### What is needed
Render the items from the line with "for the riverbank" to the line with "295;300;522;387" as a Markdown table with the columns Row and Line, giving each line its own numbered row and skipping any blank lines.

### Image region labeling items
===
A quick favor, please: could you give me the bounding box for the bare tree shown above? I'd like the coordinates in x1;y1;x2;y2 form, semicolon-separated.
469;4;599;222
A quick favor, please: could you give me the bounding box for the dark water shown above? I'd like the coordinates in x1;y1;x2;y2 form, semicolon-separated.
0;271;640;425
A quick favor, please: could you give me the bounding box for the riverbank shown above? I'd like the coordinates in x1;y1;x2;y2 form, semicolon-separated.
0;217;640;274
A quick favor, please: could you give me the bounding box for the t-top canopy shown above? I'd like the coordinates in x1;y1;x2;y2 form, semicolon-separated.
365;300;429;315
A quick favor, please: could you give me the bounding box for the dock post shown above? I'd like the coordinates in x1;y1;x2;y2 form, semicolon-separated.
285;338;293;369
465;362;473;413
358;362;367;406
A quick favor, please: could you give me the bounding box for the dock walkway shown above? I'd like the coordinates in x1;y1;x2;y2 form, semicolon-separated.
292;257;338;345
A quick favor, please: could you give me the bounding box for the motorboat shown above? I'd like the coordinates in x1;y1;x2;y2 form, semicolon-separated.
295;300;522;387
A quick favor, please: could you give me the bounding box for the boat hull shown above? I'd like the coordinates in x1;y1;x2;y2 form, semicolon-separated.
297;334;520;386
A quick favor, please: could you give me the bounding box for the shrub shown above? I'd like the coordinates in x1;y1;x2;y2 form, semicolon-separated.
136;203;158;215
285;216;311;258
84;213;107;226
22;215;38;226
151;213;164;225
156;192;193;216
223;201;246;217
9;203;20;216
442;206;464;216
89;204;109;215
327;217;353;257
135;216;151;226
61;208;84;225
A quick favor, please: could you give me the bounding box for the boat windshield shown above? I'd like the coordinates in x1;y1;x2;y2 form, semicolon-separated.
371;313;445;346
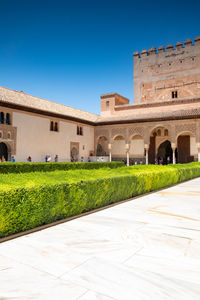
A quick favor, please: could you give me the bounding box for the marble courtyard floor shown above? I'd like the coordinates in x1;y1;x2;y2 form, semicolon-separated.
0;178;200;300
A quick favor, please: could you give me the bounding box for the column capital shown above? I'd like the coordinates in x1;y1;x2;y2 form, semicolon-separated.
125;144;130;151
171;143;176;150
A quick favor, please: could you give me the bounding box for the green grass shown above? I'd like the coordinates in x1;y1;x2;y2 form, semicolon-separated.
0;165;182;191
0;163;200;238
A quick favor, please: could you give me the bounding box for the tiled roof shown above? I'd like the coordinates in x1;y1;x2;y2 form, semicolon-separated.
0;87;98;122
0;87;200;125
97;99;200;123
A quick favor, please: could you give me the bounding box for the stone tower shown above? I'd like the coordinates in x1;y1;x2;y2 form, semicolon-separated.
133;37;200;104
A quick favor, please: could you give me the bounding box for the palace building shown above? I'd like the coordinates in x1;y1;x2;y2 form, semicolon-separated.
0;37;200;165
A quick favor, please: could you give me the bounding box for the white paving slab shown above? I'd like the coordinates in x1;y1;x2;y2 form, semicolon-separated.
0;178;200;300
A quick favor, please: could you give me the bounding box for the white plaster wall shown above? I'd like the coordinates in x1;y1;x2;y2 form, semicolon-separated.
190;136;198;155
112;140;126;156
13;112;94;162
130;139;144;156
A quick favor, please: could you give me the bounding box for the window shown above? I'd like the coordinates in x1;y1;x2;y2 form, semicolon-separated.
157;129;161;136
54;122;58;131
76;126;83;135
50;121;58;131
6;113;10;125
172;91;178;99
164;129;168;136
0;112;4;124
50;121;53;131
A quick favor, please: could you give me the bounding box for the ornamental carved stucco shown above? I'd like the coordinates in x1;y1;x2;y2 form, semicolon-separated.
111;127;127;142
128;126;145;142
0;124;17;155
175;123;197;138
95;128;110;141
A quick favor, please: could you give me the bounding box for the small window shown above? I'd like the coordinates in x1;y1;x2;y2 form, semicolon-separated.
50;121;53;131
54;122;58;131
80;127;83;135
0;112;4;124
157;129;161;136
172;91;178;99
6;113;10;125
77;126;83;135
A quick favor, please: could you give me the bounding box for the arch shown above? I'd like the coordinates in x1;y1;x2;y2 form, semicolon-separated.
111;133;126;143
176;130;195;142
111;134;126;160
6;113;10;125
129;133;144;159
96;135;109;156
71;147;78;161
7;131;11;140
0;112;4;124
176;131;196;163
148;124;171;164
0;142;8;161
156;140;173;165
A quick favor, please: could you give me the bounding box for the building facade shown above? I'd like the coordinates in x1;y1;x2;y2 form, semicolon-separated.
0;37;200;165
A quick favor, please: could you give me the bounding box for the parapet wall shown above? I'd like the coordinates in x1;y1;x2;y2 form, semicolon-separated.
134;37;200;103
133;36;200;59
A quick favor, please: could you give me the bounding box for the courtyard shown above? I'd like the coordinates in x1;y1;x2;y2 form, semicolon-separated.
0;178;200;300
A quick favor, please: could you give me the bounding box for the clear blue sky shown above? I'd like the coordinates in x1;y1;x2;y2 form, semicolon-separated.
0;0;200;113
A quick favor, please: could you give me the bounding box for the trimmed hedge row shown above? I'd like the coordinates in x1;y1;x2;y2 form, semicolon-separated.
0;163;200;237
0;161;124;174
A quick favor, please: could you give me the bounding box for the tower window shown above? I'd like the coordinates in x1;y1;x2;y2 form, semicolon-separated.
157;129;161;136
50;121;58;131
76;126;83;135
172;91;178;99
54;122;58;131
0;112;4;124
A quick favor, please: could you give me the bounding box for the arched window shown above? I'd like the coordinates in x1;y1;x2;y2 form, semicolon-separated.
157;129;161;136
6;113;10;125
54;122;58;131
80;127;83;135
0;112;4;124
50;121;53;131
164;129;168;136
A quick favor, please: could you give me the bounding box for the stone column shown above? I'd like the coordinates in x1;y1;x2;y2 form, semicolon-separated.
197;143;200;162
171;143;176;165
125;144;130;167
144;144;149;165
108;144;112;162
===
### Output of the exercise
| Row | Line |
|---|---|
| 1 | A quick favor, please: could you give me the bounding box for the riverbank shown above? I'd like the coordinates in x1;y1;x2;y2 form, semicolon-separated. |
| 2 | 0;217;640;274 |
| 3 | A quick favor, please: could you give me the bounding box for the t-top canopy shown above? I'd like the coordinates in x1;y1;x2;y2 form, semicolon-separated. |
| 4 | 365;300;429;315 |
| 5 | A quick favor, please: could you give me the bounding box for the dock post shown above? I'd like the coordinates in x1;y1;x2;y2 form, semicolon-separated. |
| 6 | 285;338;293;369 |
| 7 | 465;362;473;413 |
| 8 | 358;362;367;406 |
| 9 | A quick favor, please: could you give me the bounding box for the dock walkway shown above? I'd like the coordinates in x1;y1;x2;y2 form, semicolon-separated. |
| 10 | 292;257;338;345 |
| 11 | A quick favor, please: could you give me the bounding box for the motorboat shown above? I'd like the coordinates in x1;y1;x2;y2 form, semicolon-separated. |
| 12 | 295;300;522;387 |